ESERCIZIO 1: Nella biografia di Gaetano Tognetti, a quanti anni di carcere era stato condannato per l'omicidio commesso qualche anno prima?

BRANO DA LEGGERE:

^^^^

TOGNETTI, Gaetano. – N
acque a Roma il 1° novembre 1843 da Gioacchino e da Anna Maria Cherubini.
Apparteneva a una famiglia di bassa estrazione sociale, residente nel rione di Borgo Vecchio. Qui viveva con i genitori e i quattro fratelli, lavorando come muratore.
Poco o nulla si sa della sua vita; il lavoro di muratore lo impiegava in maniera saltuaria e nei periodi di disoccupazione trascorreva le sue giornate all’osteria della Sora Rosa, luogo di ritrovo di cospiratori, o al banchetto di frutta del cugino Angelo Tognetti, nello stesso rione Borgo Vecchio. Con il cugino, che era a Roma un caporione settario, condivideva il coinvolgimento nelle trame cospirative che, all’indomani dell’unificazione italiana, si erano attivate nello Stato pontificio, ormai ridottosi ai territori laziali, per agevolare l’annessione di Roma al Regno d’Italia. Fu la frequentazione di questi ambienti a renderlo complice dell’attentato alla caserma Serristori. Dalla documentazione processuale su questo caso si apprende che Tognetti era stato responsabile, qualche anno prima, di un omicidio, per il quale era stato condannato a cinque anni di carcere.

^^^^

DATI ESTRATTI:
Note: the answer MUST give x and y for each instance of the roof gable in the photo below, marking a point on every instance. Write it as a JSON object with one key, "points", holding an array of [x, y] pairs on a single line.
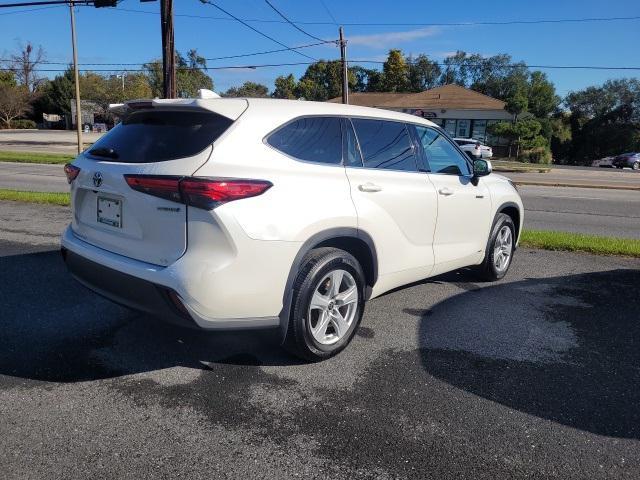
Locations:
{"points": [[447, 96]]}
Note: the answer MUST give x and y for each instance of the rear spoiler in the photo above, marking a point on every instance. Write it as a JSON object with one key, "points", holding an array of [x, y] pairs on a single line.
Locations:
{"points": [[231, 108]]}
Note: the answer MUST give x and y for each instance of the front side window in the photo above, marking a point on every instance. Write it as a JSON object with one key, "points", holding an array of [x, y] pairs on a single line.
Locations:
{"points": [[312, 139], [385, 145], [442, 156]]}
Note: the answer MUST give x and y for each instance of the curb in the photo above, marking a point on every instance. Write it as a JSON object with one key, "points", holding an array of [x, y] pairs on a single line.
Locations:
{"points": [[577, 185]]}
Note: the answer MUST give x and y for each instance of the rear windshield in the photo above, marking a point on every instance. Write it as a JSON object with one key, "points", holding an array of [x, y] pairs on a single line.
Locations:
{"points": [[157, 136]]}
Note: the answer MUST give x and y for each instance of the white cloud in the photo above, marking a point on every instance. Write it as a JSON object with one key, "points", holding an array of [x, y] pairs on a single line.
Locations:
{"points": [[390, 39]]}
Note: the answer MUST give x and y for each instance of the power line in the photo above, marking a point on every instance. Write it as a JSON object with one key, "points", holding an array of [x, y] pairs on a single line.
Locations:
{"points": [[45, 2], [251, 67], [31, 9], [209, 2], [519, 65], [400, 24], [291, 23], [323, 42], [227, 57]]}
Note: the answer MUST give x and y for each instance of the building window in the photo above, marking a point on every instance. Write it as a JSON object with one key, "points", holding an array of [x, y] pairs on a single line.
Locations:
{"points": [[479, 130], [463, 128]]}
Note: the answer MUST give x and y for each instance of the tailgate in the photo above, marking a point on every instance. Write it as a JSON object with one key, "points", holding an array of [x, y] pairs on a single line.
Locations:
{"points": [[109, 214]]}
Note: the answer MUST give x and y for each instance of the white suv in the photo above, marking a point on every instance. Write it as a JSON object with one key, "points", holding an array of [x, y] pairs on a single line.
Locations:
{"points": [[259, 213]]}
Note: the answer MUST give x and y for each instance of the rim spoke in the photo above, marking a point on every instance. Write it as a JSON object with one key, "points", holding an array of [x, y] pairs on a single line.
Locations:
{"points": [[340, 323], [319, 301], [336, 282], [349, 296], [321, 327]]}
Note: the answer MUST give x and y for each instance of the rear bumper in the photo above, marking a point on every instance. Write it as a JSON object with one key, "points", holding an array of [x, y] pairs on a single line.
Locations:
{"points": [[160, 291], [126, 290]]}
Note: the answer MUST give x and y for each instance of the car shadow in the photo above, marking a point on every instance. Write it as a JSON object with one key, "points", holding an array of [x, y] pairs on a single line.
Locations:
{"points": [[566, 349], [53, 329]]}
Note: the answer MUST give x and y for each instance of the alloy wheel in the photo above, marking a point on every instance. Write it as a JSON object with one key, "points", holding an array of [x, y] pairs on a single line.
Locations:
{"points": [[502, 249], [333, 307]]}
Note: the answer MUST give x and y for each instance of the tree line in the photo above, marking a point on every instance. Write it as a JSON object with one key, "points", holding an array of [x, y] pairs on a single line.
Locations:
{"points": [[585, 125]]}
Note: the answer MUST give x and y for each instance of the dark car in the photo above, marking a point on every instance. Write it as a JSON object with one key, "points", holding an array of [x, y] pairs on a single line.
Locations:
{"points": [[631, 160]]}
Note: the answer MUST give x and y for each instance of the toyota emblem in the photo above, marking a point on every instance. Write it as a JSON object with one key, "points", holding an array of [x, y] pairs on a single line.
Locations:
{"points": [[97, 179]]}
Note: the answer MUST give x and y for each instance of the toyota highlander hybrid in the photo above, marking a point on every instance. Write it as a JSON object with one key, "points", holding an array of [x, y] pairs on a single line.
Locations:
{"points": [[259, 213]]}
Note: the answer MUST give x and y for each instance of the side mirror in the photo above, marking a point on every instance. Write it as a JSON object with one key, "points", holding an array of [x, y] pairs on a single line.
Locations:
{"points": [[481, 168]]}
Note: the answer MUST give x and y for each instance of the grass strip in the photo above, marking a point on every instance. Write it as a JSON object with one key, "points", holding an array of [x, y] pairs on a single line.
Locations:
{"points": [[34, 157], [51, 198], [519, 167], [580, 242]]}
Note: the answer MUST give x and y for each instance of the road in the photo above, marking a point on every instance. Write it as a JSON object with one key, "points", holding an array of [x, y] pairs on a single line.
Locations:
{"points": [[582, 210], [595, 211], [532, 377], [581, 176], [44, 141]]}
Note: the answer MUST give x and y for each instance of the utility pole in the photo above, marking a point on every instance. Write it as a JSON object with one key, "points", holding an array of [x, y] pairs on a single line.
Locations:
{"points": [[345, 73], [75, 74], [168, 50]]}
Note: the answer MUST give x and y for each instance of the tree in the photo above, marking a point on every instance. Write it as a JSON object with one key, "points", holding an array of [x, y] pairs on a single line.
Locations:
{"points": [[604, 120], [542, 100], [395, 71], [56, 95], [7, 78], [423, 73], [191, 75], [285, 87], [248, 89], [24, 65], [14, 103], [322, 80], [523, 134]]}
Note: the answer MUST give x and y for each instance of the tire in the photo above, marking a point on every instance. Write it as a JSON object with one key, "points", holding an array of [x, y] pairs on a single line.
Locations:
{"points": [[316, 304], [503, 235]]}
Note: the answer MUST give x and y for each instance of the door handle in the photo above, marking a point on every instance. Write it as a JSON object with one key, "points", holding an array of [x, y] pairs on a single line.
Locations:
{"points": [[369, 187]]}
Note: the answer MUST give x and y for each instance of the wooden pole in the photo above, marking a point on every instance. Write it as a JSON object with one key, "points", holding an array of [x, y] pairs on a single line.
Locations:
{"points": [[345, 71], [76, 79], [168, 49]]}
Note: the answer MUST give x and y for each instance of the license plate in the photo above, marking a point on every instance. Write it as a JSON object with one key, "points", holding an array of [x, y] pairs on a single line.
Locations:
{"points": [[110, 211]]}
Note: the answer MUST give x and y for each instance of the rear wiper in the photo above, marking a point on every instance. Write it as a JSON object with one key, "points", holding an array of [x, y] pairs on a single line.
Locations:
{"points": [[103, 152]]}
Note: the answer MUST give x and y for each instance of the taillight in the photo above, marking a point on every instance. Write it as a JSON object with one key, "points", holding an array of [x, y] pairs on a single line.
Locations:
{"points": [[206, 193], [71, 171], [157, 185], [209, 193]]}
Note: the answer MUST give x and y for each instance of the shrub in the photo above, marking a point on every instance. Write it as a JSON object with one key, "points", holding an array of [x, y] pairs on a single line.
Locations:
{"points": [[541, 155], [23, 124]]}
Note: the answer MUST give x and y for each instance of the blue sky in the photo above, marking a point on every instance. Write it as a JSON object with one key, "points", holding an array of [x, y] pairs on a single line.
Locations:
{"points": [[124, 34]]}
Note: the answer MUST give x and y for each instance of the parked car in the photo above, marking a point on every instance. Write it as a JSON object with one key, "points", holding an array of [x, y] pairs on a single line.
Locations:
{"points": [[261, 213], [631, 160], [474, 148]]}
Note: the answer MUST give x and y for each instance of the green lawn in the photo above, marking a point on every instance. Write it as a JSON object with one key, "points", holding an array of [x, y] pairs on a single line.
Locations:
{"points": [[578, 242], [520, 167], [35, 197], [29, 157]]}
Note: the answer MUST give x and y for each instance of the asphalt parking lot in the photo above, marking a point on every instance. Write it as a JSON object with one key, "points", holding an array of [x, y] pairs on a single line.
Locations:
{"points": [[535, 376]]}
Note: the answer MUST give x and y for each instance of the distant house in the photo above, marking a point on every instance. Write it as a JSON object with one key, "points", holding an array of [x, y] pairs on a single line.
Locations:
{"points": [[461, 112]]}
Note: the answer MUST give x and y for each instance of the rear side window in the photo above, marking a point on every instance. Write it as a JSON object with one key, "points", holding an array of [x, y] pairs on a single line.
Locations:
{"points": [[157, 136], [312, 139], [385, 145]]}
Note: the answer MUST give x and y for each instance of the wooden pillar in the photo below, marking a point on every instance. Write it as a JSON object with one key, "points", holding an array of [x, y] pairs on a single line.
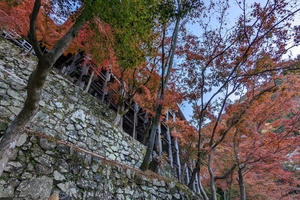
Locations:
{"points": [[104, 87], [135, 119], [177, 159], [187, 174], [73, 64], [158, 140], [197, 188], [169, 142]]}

^^^^

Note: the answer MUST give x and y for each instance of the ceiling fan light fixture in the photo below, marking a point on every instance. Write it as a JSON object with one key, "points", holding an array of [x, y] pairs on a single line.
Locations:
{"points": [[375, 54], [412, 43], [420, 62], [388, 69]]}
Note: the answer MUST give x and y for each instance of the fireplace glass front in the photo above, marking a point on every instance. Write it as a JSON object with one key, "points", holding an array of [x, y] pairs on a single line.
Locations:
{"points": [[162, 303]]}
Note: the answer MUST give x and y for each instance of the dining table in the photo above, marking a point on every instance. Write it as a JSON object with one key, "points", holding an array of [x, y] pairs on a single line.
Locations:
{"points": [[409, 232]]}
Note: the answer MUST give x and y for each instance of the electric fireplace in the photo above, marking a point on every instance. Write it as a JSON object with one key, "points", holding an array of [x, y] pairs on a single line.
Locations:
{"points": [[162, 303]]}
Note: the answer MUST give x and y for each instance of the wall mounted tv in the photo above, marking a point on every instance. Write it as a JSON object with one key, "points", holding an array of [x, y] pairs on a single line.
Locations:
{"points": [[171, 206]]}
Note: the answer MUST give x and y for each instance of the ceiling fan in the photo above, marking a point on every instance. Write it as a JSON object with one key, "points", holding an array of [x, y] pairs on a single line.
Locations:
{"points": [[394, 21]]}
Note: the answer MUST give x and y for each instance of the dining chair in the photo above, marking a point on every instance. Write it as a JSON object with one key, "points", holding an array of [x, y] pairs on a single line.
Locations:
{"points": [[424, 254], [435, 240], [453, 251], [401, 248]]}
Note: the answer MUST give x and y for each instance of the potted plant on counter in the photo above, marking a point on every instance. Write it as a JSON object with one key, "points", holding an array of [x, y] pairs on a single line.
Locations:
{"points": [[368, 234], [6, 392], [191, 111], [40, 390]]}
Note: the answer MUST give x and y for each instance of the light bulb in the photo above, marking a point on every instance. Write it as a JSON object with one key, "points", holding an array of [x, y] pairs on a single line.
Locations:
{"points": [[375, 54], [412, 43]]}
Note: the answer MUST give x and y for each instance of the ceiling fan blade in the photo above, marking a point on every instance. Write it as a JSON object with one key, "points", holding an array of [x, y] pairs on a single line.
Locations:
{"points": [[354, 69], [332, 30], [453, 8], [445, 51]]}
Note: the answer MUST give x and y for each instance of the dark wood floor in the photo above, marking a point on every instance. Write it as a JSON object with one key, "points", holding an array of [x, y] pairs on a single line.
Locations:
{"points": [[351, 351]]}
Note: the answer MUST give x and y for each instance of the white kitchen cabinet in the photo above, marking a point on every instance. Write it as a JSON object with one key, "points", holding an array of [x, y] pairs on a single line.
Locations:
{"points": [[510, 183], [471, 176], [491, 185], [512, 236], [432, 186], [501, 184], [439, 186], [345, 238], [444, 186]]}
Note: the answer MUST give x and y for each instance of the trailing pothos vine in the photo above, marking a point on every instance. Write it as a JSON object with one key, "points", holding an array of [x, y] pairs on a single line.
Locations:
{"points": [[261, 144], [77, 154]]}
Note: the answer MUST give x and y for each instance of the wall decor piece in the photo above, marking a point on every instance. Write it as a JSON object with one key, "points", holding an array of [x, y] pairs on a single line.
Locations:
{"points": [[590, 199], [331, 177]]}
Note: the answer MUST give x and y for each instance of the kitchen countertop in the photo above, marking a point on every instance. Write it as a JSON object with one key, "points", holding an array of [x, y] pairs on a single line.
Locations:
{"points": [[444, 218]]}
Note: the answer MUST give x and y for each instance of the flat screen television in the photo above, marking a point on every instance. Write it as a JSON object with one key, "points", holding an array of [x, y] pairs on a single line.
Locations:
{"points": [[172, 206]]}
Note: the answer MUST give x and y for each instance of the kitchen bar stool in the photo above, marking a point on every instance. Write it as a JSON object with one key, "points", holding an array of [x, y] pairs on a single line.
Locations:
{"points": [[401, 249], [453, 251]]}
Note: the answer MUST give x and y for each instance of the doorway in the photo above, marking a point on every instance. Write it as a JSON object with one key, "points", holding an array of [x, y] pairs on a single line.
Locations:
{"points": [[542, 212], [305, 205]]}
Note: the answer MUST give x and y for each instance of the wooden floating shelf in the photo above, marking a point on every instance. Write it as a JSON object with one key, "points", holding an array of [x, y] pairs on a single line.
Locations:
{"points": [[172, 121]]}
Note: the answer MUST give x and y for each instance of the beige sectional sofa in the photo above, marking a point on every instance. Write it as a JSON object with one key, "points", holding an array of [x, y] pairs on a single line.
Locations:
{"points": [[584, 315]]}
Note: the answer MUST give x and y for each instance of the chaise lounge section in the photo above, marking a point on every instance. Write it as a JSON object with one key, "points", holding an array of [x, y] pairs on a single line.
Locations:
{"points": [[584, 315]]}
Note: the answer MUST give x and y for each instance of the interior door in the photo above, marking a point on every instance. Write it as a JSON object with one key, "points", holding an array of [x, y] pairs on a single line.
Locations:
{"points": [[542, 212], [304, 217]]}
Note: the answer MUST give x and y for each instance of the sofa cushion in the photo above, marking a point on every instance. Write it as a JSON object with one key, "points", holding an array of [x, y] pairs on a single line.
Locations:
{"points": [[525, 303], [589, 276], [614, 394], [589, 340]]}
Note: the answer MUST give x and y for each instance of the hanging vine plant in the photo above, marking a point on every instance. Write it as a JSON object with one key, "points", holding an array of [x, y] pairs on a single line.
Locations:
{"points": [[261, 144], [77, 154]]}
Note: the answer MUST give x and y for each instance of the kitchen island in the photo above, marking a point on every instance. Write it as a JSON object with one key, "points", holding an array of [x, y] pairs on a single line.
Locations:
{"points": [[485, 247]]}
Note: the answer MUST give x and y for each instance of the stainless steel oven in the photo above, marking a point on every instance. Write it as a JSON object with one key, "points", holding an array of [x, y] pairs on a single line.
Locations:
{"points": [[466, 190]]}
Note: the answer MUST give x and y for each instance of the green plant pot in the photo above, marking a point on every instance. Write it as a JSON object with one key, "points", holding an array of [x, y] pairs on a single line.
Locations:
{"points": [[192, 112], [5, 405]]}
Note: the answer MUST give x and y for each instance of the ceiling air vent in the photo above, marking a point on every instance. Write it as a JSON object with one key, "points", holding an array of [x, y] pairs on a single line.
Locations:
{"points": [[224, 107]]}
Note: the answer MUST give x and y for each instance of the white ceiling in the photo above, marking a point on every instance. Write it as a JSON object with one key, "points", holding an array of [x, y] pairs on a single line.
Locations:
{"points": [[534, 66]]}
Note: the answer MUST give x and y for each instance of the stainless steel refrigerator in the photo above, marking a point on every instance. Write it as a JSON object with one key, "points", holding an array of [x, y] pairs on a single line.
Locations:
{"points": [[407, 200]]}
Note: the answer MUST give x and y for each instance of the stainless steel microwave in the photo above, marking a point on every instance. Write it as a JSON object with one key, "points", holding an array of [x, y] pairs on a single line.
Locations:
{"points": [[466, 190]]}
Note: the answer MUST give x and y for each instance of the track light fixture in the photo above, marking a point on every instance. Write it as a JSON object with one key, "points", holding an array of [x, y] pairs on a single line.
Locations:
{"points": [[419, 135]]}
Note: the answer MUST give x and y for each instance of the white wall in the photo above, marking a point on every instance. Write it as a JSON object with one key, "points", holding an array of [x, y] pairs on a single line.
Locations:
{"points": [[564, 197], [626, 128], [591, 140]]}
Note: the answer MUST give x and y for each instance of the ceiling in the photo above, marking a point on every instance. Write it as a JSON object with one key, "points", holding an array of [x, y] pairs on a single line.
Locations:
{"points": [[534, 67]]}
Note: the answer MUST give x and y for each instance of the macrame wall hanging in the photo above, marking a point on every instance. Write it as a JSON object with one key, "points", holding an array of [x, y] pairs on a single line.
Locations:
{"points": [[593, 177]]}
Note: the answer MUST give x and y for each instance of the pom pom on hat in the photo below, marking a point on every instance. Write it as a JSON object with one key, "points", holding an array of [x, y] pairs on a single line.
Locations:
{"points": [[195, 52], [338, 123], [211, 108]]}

^^^^

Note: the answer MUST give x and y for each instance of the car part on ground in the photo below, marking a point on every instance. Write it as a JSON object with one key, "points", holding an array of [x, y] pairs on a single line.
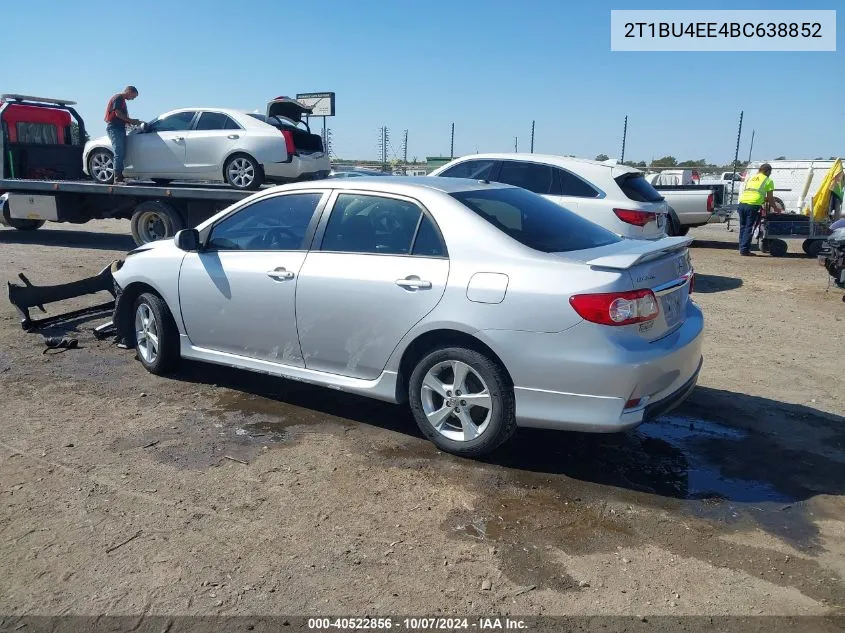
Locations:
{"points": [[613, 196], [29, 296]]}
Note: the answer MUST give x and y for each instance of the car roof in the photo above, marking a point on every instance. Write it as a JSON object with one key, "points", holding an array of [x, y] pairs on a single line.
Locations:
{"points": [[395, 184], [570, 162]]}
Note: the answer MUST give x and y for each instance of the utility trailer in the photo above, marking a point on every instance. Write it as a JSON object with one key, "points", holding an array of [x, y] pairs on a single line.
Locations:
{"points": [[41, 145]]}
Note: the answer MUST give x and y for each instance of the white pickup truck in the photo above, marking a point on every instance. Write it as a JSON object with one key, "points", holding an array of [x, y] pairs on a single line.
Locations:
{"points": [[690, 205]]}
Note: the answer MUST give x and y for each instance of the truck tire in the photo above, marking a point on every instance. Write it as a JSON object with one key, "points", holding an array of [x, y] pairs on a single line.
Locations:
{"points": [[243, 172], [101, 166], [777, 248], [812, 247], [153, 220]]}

^^^^

ESERCIZIO 2: Estrai dalle voci tutte le righe in cui compare la parola "roof".

RISULTATO 1: A cinque anni di carcere.

RISULTATO 2:
Note: the answer MUST give x and y for each instance of the roof gable in the photo below, marking a point on every instance. Write it as a JSON object with one key, "points", holding an array of [x, y] pairs on a single line.
Note: the answer MUST give x and y for each instance of the car roof in the photo above, marking a point on every instance. Write it as a JSON object with one key, "points", holding an array of [x, y] pairs on a single line.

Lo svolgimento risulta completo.